TASK TO CARRY OUT: Copy exactly. Begin with the line that contains "of the blue" and stop after the last line of the records.

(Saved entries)
::::::::
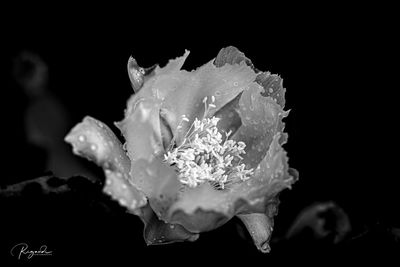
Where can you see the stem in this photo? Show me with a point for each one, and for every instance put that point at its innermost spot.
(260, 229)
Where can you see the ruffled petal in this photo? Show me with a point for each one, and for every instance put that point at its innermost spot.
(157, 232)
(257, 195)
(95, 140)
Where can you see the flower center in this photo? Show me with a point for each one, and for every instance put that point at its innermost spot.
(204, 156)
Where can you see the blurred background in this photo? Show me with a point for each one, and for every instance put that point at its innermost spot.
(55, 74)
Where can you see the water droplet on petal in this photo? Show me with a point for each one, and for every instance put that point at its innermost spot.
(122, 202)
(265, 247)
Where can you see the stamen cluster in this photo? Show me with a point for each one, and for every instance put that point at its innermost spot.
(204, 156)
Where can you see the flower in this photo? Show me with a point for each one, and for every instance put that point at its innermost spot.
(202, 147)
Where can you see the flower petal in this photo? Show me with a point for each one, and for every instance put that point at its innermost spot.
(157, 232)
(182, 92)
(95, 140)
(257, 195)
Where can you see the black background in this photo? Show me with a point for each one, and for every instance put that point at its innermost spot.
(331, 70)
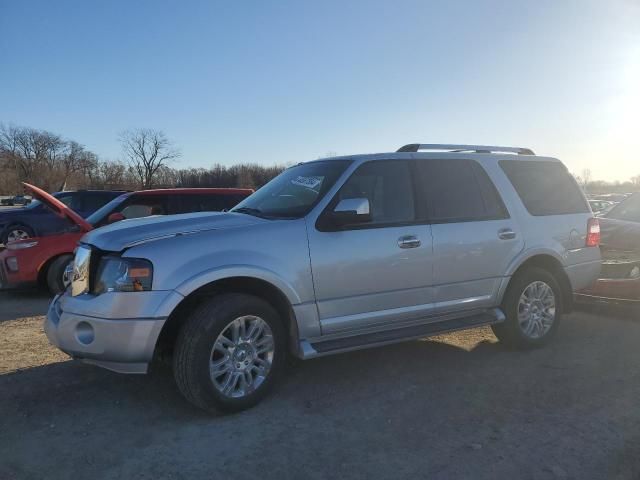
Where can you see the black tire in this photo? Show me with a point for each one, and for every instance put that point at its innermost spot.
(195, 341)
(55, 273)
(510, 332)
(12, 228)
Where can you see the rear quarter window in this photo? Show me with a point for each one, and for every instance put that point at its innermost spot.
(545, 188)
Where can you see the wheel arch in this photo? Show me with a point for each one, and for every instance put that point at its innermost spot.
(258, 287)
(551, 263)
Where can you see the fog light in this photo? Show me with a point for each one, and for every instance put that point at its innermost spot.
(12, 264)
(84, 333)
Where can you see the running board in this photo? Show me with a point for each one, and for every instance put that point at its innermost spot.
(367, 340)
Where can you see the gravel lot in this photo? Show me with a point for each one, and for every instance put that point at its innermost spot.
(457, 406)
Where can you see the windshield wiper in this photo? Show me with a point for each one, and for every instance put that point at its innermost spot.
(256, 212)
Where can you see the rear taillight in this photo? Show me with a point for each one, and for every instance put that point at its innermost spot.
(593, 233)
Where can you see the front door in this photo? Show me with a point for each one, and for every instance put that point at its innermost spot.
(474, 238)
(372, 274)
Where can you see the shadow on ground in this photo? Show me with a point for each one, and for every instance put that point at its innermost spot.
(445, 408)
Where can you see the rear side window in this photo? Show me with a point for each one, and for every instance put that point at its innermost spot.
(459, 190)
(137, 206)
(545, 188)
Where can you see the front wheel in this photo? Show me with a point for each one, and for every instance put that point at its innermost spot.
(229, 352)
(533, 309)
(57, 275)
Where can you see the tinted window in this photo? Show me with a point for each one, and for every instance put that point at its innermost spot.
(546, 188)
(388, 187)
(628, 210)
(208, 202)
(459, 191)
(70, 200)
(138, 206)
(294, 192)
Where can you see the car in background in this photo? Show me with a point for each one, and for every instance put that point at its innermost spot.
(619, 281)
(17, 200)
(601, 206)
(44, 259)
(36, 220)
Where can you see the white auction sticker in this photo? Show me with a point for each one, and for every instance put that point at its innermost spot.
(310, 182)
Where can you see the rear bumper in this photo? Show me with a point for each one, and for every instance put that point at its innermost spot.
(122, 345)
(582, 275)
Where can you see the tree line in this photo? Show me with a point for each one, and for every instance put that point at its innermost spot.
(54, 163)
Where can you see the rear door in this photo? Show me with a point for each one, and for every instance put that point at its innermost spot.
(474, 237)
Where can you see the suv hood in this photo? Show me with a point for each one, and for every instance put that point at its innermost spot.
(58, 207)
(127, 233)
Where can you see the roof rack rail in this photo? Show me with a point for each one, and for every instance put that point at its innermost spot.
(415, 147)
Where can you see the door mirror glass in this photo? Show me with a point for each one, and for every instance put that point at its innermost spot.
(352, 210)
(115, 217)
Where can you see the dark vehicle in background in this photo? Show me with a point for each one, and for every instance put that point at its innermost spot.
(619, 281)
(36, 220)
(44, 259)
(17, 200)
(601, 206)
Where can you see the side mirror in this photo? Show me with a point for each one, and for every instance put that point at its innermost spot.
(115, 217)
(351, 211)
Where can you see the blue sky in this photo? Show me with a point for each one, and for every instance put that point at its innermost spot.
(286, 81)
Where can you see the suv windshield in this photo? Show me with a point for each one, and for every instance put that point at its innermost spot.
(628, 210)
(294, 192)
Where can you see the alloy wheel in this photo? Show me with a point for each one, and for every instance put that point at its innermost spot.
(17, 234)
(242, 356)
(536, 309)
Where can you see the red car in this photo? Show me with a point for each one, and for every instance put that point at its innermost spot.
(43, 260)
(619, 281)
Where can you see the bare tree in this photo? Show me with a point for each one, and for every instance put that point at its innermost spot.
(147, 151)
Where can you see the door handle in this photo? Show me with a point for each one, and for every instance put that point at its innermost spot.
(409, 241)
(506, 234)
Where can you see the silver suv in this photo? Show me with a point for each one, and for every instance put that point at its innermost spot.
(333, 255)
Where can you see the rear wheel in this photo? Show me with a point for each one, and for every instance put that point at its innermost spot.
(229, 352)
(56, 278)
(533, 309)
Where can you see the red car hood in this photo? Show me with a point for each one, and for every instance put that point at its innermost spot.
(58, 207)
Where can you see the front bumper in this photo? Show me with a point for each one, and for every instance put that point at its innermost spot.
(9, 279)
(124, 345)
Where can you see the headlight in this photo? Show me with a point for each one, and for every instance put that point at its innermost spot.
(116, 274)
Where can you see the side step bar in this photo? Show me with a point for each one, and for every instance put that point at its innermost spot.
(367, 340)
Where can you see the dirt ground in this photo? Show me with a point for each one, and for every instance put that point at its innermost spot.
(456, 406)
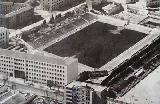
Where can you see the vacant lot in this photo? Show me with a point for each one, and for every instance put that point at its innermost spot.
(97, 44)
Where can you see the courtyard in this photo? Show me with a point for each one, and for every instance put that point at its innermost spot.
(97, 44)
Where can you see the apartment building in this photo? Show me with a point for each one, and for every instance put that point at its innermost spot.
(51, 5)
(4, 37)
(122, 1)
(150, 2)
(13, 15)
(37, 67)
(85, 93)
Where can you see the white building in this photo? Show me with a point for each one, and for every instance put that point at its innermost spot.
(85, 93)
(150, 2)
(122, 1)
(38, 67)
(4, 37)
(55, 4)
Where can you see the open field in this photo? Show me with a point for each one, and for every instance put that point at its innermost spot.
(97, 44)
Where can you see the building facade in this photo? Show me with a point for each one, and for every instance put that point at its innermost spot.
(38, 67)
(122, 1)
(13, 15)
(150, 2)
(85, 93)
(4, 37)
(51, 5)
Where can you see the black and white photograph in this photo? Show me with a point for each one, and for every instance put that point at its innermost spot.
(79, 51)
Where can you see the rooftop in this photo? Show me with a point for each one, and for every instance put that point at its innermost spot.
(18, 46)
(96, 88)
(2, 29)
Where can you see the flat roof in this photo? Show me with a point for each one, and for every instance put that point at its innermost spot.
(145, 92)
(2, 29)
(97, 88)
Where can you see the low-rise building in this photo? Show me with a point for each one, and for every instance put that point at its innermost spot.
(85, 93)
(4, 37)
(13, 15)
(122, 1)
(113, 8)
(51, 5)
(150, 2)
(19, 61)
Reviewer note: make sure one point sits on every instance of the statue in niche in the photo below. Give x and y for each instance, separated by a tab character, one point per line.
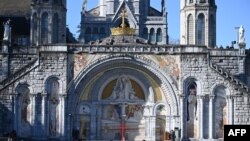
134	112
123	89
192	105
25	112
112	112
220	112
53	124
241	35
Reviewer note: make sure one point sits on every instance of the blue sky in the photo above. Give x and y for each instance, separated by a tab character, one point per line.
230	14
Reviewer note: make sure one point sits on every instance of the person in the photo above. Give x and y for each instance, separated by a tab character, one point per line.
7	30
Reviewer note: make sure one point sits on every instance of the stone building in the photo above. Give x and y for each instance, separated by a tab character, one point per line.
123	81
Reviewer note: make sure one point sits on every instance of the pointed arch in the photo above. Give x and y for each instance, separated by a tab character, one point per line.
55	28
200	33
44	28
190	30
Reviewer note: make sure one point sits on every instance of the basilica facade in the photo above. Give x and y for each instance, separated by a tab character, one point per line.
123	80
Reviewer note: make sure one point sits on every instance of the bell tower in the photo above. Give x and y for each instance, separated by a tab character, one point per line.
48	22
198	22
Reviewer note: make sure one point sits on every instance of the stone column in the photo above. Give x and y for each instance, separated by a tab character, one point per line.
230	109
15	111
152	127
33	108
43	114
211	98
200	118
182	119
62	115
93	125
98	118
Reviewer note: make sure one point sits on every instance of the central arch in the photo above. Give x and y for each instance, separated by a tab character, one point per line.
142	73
::::::::
RESPONSE:
Reviewer note: make sure one point sits on every instance of the blue sky in the photo above. Give x and y for each instance, separated by a tab character, one point per line.
230	14
Reviewer note: make sure one point sits on every instance of the person in the photo above. Give x and y for each instance, separated by a tab character, one point per line.
7	30
Reviewer note: make sure one point sits on every instance of the stone building in the photo above. Give x and y for each instance, separated by a tab character, one point per line.
123	81
Reviewer note: make sure one point sits on every instance of the pointed arch in the photo above. Give x and y for each instance, separated by a tab character, one point per line.
55	28
200	33
44	28
190	30
Reviewer note: make sure one point sits on every instance of the basilica facade in the photo above. Give x and y for each instance, separated by a tab character, one point per line.
123	80
Reviewer note: make sure one point sits on every instance of the bell tower in the photo above. Give x and y for each instance, separated by a tab character, one point per line.
48	22
198	22
Reviewer note: make sure one point sits on every instance of the stone column in the photo above. Give x and y for each instance, separated by a tab character, one point per line.
230	109
15	111
152	127
33	108
43	114
211	98
200	118
182	119
62	115
93	125
98	118
Reviewer note: make sure one point sits on every instance of the central arch in the photo above. Give x and y for each instance, separated by a tab character, one point per line.
142	73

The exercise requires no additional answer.